• EXTRAIT:
En fait, on assiste à une polarisation des votes entre francophones et anglophones, laquelle n'est pas sans rappeler le scrutin de 1972 qui soulignait clairement le ressac des Anglo-Canadiens contre le French Power (Journal de l'année 1972-73). Cette fois, les résultats électoraux démontrent hors de doute que la division entre le Québec et le reste du Canada est plus profonde qu'on ne le croyait, les maquillages politiques de Pierre-Elliott Trudeau n'ayant pu masquer cette réalité.

La dimension ethnique de l'élection n'échappe pas au nouveau Premier ministre, J. Clark, qui s'inquiète, le lendemain de la victoire, de la représentativité du Québec dans son gouvernement en formation, représentativité qu'il tentera en vain d'élargir. Le 4 juin, Joe Clark présente un cabinet qui ne comprend que 4 Québécois, la plus faible représentation que connaisse un gouvernement, encore que 3 seulement d'entre eux sont véritablement francophones.

En attendant de donner une véritable dimension nationale à son gouvernement, un défi de taille, le Premier ministre fait preuve de bon sens politique en bâtissant un cabinet à deux niveaux, un système qui a fait ses preuves en Grande-Bretagne et au Québec depuis 1976. Avec 29 membres, un de moins que sous le régime Trudeau, le gouvernement repose sur un comité principal de 10 ministres, duquel relèvent 5 sous-comités présidés par des membres du comité principal.

• EXTRAITS DE DONNÉES:
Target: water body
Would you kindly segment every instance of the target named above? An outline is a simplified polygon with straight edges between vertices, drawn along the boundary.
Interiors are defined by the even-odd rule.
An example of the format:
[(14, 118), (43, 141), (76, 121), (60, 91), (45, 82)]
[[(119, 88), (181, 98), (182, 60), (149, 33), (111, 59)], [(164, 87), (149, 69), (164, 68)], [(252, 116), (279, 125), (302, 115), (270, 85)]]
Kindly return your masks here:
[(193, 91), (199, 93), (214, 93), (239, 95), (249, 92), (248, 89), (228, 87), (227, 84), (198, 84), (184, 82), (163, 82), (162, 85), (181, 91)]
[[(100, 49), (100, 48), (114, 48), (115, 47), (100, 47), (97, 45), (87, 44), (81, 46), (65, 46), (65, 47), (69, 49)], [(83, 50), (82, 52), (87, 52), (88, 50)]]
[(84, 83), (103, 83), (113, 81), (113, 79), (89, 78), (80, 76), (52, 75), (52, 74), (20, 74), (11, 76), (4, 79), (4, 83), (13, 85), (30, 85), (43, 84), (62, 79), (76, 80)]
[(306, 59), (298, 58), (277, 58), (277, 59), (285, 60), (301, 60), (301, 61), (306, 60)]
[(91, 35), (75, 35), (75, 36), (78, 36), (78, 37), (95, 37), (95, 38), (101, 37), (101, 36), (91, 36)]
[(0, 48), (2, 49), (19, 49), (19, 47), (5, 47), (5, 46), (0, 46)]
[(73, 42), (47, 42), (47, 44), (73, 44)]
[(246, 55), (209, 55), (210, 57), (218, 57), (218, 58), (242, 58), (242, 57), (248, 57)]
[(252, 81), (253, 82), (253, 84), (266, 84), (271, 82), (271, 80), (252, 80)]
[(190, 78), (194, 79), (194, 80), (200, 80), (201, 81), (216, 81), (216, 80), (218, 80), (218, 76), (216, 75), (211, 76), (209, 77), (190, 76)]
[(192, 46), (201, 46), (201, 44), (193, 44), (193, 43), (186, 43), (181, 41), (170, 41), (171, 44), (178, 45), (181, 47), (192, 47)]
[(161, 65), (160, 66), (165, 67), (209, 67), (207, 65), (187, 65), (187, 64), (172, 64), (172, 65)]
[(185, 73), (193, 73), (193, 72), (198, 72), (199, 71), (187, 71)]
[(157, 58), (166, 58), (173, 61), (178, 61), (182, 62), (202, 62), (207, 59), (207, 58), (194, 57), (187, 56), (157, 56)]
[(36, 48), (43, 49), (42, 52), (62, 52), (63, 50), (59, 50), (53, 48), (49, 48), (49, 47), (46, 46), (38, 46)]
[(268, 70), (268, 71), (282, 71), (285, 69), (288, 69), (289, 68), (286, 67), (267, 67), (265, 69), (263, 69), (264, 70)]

• TRAVAIL À FAIRE: Recopiez mot pour mot l'extrait ci-dessus sur l'élection et le cabinet de Joe Clark.

• EXERCICE CORRIGÉ:
En fait, on assiste à une polarisation des votes entre francophones et anglophones, laquelle n'est pas sans rappeler le scrutin de 1972 qui soulignait clairement le ressac des Anglo-Canadiens contre le French Power (Journal de l'année 1972-73). Cette fois, les résultats électoraux démontrent hors de doute que la division entre le Québec et le reste du Canada est plus profonde qu'on ne le croyait, les maquillages politiques de Pierre-Elliott Trudeau n'ayant pu masquer cette réalité.

La dimension ethnique de l'élection n'échappe pas au nouveau Premier ministre, J. Clark, qui s'inquiète, le lendemain de la victoire, de la représentativité du Québec dans son gouvernement en formation, représentativité qu'il tentera en vain d'élargir. Le 4 juin, Joe Clark présente un cabinet qui ne comprend que 4 Québécois, la plus faible représentation que connaisse un gouvernement, encore que 3 seulement d'entre eux sont véritablement francophones.

En attendant de donner une véritable dimension nationale à son gouvernement, un défi de taille, le Premier ministre fait preuve de bon sens politique en bâtissant un cabinet à deux niveaux, un système qui a fait ses preuves en Grande-Bretagne et au Québec depuis 1976. Avec 29 membres, un de moins que sous le régime Trudeau, le gouvernement repose sur un comité principal de 10 ministres, duquel relèvent 5 sous-comités présidés par des membres du comité principal.